#### DIRECTIVE:
Rewrite the brewing methods text starting with "There are probably" and going on through "willing to take.", putting "gadgets" in place of "devices".

#### EXCERPTED TEXT:

Brewing Methods

There are probably thousands for coffee brewing methods and millions of coffee brewing devices. Here again, it boils down to your preference both in the brew flavor, budget and what amount of processing time you’re willing to take.

Collage of four different coffee makers - percolator, Chemex, French press and auotmatic drip maker.
Collage of two pictures of a percolator. Left is outside view, right is view of internal parts.

The Percolator

Purists denigrate the “lowly percolator” - unfairly I might add. It has a reputation of producing poor coffee- burned and acidic. If that is happening then you’re doing it wrong.

If used correctly percolators produce lovely coffee. Use the right amount of coffee and monitor the brew process for when the brew is done. If you use an electric percolator, transfer the coffee from the pot to an insulated carafe (or thermos)  to prevent the heating elements from over cooking the coffee turning it bitter and burnt. Or simply unplug it.

Stove top models or camping percolators require careful observation to make sure the coffee doesn’t over extract, boil over or burn if left on the heat too long. Electric models generally have one brew cycle so if you like your coffee lighter or darker, you don’t really have a choice. Stove top models you can stop it any time you wish, but it does require observation.

An electric simple automatic drip coffee maker.

Automatic Drip Coffee

Mr. Coffee invented the automatic drip coffee maker. You can get a knock off for $10. Prices go up from there... way up. Two things thing about automatic drip makers are mineral build up, and the carafe heater.

Daily use will cause minerals to cook-out onto the heated water delivery tubes and boiler surfaces. So you will need to clean your auto drip maker to remove the minerals - vinegar and water (1 part water, 1 part white vinegar) solution will do, just rinse really well before making your next cup. Yes it is necessary or your maker will meet its... maker. Okay it just won’t work as well anymore (slow, not hot enough, not work at all). There are coffee pot cleaning solutions and I do think they work better than just vinegar. Especially if you live in areas with high mineral content in the water (hello Albuquerque). Sometimes vinegar alone can’t do the job.

The heating element under the carafe will cook your coffee to death (bitter, acidic and bruned flavor) if you let it sit too long. Pour it into a thermos or just drink it really fast before it gets old, or like the percolator just turn the heating element off.

Collage of a Chemex at various points in the brewing process.

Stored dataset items
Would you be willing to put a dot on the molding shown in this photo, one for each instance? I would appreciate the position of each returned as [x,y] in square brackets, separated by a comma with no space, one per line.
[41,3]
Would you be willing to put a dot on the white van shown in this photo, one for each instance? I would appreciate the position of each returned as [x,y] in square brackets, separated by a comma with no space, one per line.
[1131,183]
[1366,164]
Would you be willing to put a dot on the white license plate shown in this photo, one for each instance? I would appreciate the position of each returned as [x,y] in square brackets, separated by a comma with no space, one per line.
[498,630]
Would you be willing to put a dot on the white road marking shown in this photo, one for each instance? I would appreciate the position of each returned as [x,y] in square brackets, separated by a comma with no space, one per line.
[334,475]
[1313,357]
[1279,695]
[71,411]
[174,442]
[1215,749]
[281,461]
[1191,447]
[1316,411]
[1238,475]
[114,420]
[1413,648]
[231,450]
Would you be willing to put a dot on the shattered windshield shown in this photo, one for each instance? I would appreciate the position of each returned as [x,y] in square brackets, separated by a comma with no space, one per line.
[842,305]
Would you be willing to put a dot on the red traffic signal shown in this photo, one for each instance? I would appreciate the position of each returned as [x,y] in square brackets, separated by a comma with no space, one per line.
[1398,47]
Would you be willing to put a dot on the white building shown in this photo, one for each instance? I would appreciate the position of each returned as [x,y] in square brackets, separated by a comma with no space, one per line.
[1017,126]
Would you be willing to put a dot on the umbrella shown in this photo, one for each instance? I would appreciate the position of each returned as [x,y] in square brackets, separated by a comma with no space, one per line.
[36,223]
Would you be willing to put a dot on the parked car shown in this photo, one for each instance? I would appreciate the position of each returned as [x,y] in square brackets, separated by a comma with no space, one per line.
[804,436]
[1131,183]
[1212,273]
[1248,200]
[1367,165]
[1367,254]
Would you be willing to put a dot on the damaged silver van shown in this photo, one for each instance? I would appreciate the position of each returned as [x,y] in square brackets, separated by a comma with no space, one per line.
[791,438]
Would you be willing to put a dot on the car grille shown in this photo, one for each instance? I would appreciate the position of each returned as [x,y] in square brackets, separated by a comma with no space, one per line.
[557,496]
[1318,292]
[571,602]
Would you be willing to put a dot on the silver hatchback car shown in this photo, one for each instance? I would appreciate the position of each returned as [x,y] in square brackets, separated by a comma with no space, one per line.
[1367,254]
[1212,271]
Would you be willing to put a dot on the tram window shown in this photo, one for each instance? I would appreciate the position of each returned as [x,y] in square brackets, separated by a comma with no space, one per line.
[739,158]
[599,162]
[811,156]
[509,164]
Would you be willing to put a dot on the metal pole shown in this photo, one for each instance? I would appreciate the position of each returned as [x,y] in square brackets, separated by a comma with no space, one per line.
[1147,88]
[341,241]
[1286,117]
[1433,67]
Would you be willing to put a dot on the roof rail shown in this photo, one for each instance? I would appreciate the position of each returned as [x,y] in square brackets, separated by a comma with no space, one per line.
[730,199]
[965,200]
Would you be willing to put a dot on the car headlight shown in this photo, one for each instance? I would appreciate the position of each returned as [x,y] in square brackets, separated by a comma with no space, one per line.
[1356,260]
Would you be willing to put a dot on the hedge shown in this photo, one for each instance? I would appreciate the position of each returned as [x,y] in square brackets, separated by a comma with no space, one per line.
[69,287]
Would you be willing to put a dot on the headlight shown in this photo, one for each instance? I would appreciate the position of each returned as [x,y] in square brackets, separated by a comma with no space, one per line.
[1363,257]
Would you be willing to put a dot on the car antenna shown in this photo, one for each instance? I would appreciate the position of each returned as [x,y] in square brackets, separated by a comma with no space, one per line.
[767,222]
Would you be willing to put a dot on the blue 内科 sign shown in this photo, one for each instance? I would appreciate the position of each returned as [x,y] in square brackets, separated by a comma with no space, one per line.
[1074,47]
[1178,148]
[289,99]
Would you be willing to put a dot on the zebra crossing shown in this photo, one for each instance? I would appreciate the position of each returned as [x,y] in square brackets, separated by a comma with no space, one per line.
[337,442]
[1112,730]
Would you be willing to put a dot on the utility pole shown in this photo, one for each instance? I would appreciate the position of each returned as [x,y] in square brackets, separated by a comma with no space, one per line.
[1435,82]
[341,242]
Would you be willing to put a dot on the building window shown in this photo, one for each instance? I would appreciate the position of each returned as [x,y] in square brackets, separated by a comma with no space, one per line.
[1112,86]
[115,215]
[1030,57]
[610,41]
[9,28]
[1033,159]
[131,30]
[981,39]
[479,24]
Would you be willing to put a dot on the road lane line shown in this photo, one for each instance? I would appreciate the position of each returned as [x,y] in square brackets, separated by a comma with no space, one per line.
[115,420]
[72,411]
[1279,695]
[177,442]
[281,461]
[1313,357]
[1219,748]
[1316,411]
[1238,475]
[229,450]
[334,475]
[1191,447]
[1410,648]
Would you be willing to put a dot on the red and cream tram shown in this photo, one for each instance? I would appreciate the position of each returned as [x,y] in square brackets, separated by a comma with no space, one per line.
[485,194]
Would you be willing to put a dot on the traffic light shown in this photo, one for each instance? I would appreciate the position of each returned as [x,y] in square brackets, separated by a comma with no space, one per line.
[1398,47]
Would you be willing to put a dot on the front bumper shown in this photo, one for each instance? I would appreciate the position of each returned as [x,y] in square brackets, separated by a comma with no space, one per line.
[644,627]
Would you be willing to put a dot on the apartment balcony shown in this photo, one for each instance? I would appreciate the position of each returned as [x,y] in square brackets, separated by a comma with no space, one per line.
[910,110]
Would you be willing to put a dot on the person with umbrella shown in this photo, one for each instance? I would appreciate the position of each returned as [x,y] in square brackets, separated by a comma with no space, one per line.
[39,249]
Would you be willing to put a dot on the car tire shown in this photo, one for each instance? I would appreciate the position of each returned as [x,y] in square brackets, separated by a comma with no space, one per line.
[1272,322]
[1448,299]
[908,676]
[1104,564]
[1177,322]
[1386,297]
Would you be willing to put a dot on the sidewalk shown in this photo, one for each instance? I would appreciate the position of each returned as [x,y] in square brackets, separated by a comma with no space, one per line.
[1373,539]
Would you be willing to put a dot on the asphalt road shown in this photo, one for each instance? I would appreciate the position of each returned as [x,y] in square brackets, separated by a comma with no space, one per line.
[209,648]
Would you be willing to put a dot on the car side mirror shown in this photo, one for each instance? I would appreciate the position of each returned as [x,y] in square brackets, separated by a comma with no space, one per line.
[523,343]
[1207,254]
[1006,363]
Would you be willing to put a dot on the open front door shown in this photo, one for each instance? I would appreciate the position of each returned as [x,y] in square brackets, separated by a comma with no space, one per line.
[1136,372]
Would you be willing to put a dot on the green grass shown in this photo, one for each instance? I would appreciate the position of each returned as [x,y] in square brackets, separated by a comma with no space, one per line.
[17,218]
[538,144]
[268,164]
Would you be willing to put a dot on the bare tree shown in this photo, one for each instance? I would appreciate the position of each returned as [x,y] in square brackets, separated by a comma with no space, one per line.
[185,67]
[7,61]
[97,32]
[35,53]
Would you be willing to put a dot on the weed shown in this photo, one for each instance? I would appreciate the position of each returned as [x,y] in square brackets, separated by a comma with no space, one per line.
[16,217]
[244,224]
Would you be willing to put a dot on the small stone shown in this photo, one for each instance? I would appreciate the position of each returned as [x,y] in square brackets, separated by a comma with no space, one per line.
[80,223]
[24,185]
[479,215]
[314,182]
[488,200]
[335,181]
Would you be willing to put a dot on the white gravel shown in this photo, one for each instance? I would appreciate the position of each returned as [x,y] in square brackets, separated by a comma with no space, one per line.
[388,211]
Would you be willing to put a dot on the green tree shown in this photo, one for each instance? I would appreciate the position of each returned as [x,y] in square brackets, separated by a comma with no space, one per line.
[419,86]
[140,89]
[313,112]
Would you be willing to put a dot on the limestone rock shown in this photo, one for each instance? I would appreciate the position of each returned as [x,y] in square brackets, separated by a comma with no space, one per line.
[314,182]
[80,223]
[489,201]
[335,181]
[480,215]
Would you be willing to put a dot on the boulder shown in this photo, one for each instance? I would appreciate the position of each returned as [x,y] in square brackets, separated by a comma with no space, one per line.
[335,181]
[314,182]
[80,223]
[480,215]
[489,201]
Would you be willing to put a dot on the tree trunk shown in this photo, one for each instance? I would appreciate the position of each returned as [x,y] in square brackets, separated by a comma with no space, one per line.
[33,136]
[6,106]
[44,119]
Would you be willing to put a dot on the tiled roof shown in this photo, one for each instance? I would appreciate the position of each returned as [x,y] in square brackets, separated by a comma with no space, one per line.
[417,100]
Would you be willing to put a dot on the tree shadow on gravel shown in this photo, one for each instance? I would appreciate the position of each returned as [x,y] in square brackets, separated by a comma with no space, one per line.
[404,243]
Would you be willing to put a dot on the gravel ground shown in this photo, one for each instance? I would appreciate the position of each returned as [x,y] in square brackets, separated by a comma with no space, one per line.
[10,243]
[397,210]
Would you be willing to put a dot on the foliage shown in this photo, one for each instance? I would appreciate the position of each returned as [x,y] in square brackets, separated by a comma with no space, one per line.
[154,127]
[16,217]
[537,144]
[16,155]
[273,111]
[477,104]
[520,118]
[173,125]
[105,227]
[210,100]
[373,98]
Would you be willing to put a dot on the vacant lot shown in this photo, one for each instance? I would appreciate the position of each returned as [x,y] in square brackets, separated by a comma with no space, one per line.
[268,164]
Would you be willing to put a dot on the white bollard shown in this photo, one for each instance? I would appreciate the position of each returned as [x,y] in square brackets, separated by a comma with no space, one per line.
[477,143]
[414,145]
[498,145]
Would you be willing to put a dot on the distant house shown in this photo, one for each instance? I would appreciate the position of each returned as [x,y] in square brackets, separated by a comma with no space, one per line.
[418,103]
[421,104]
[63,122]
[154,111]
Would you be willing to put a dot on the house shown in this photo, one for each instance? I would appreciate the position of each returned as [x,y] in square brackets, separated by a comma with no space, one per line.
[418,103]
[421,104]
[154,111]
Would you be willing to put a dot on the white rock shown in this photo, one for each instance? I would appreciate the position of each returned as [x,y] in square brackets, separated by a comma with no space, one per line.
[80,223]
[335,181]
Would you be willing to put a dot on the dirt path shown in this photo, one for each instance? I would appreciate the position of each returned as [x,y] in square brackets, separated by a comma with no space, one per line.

#### FULL SOLUTION:
There are probably thousands for coffee brewing methods and millions of coffee brewing gadgets. Here again, it boils down to your preference both in the brew flavor, budget and what amount of processing time you’re willing to take.